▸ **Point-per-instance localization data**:
□ □ □ □ □ □ □

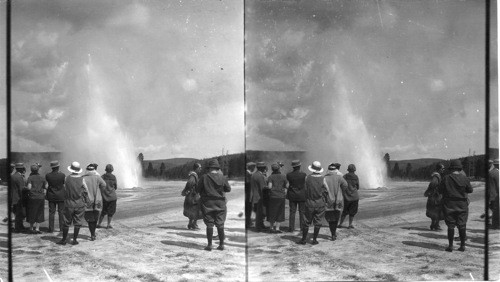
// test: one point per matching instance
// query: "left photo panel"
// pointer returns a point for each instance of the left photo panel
(127, 141)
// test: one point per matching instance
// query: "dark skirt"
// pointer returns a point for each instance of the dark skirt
(35, 211)
(276, 211)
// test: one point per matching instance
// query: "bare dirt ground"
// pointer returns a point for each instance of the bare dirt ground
(391, 241)
(150, 242)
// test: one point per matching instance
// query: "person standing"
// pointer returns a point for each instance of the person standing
(455, 188)
(351, 196)
(55, 195)
(109, 197)
(296, 195)
(493, 195)
(277, 185)
(248, 204)
(95, 184)
(434, 207)
(316, 194)
(191, 201)
(336, 184)
(212, 188)
(16, 193)
(36, 185)
(257, 185)
(75, 192)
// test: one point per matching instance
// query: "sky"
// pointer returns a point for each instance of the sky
(408, 74)
(167, 76)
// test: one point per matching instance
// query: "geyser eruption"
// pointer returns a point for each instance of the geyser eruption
(106, 140)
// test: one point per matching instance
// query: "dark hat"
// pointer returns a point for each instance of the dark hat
(34, 167)
(351, 167)
(109, 168)
(261, 164)
(315, 167)
(275, 167)
(455, 164)
(213, 163)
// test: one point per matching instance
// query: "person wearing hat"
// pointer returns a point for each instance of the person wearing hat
(493, 195)
(335, 201)
(257, 185)
(16, 195)
(36, 185)
(95, 184)
(248, 204)
(212, 188)
(351, 196)
(277, 185)
(455, 188)
(109, 197)
(75, 197)
(434, 209)
(55, 195)
(296, 195)
(191, 201)
(316, 197)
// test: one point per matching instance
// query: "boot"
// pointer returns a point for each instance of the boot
(75, 235)
(451, 233)
(210, 233)
(315, 234)
(65, 236)
(305, 230)
(220, 231)
(462, 233)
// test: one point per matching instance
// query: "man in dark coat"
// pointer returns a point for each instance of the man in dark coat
(296, 195)
(55, 195)
(191, 200)
(212, 188)
(16, 193)
(434, 207)
(316, 197)
(493, 195)
(455, 188)
(248, 204)
(257, 185)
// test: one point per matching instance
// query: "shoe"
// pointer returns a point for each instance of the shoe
(62, 242)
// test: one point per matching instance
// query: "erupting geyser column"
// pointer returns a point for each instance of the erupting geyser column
(107, 141)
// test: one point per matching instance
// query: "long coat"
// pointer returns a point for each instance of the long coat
(192, 199)
(434, 207)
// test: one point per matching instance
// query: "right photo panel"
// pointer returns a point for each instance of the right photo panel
(365, 140)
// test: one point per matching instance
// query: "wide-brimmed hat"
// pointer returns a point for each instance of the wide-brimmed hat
(214, 163)
(455, 164)
(75, 167)
(315, 167)
(261, 164)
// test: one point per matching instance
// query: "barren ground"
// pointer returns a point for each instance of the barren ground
(391, 241)
(149, 242)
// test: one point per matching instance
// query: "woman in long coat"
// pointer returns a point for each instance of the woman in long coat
(277, 185)
(434, 207)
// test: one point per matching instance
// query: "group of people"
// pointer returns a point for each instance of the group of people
(447, 199)
(76, 197)
(330, 197)
(205, 198)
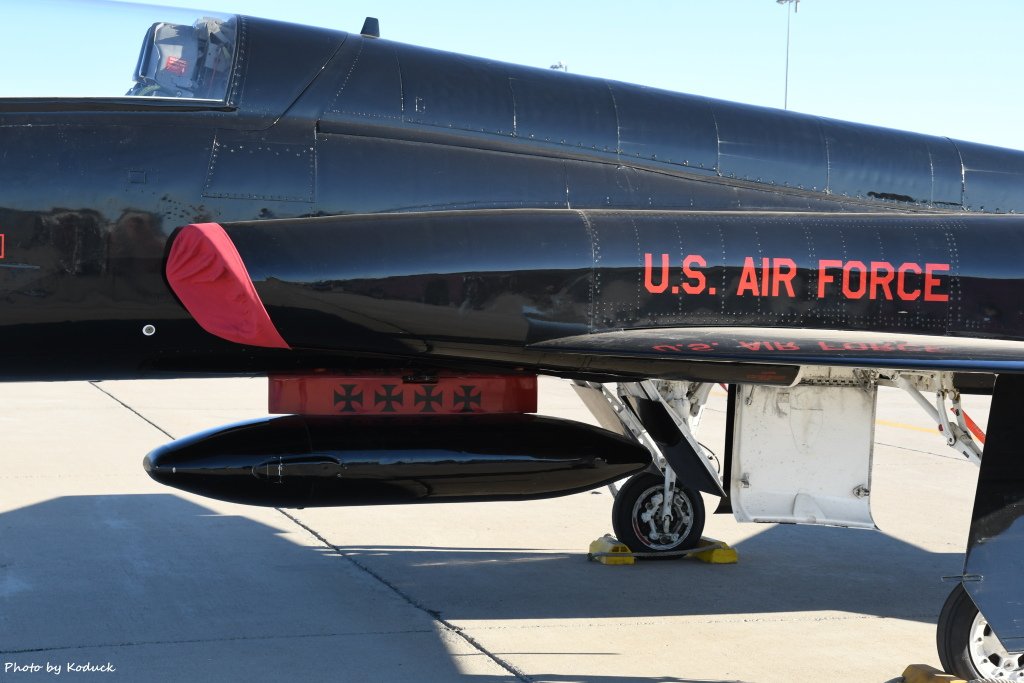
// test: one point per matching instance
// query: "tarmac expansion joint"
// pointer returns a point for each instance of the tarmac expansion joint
(920, 673)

□ □ □ □ □ □ □

▸ **Exercise aim**: Leave out the pictures and transcribe the entries above exactly.

▸ **Solution to the problem**:
// test: one point per matching instance
// query: "left photo panel"
// pointer returns a point for each instance of the left photo panel
(127, 141)
// test: one point per matching instance
// query: "dark skirt"
// pointer returns a point for each instance of the dark skirt
(35, 211)
(276, 211)
// test: one point per matching instance
// query: "bare dirt ground"
// pointer returns a point for each instance of the bare dirt ground
(391, 241)
(150, 242)
// test: one point per matching instance
// query: "person standing"
// pointer returns a point for each instance of the person standing
(455, 188)
(351, 196)
(55, 195)
(109, 197)
(296, 195)
(493, 195)
(277, 185)
(248, 204)
(95, 184)
(434, 207)
(316, 194)
(191, 201)
(336, 184)
(212, 188)
(16, 193)
(36, 185)
(257, 185)
(75, 192)
// test: one point per matching instance
// query: "sky"
// pointer returns a point for each instance of the sky
(408, 74)
(167, 76)
// test: one point per matching instance
// query: "geyser eruption"
// pointer returns a point for each instance of the geyser eruption
(106, 140)
// test: one point per matching instance
// query: "dark hat"
// pointer returns a point for each instance of the dark hat
(34, 167)
(351, 167)
(109, 168)
(261, 164)
(315, 167)
(275, 167)
(455, 164)
(213, 163)
// test: one point per matching instance
// query: "person wearing hat"
// pointer returns a point for each instance of the person wearing hat
(493, 195)
(335, 201)
(257, 185)
(16, 195)
(36, 185)
(95, 184)
(248, 204)
(212, 188)
(351, 196)
(277, 185)
(455, 188)
(109, 197)
(75, 197)
(434, 209)
(55, 195)
(296, 195)
(191, 201)
(316, 197)
// test: one point per matching instance
// query: "boot"
// pointer returns a point for each instance of the boot
(75, 235)
(451, 233)
(210, 233)
(315, 234)
(65, 236)
(305, 230)
(220, 231)
(462, 233)
// test: one point per matching instance
// query: "man in dark coat"
// pointer returns a point for each instance of the man in dark coat
(296, 195)
(55, 195)
(191, 200)
(212, 188)
(16, 193)
(434, 207)
(316, 197)
(493, 195)
(455, 188)
(248, 204)
(257, 185)
// test: one point per matching instance
// query: "shoe"
// pointer returns a point for each instance of the shoe
(62, 242)
// test: one point per matching instance
// query: "erupting geyser column"
// pointer returns a point for each instance of the erupting geyser column
(107, 141)
// test: one point per matching instance
// query: "long coat"
// pointer returns a point for each instance of the long coat
(192, 199)
(434, 207)
// test: one point per matching instance
// query: "right photo panel"
// pointer returns a point for each instance of the right photo panel
(365, 140)
// test: one point per matching instance
// query: "wide-brimmed hat"
// pointer returns a point for each instance of the wide-brimmed hat
(214, 163)
(455, 164)
(75, 167)
(315, 167)
(261, 164)
// test: one point per matching instance
// query: "barren ground"
// pointer returns a point for each instance of the barren ground
(391, 241)
(149, 242)
// test: one point per matching instance
// query: "woman in long coat"
// pointer returns a point for each instance of the woman in long coat
(277, 185)
(434, 207)
// test: one point per matching instance
// query: "group of people"
// pointer returns a point for each instance of the group of people
(447, 199)
(76, 197)
(330, 197)
(205, 198)
// test: one point per matching instance
// query: "tarmac expansion joint"
// pointer returns a point for each instance of the tarmac expansion joint
(920, 673)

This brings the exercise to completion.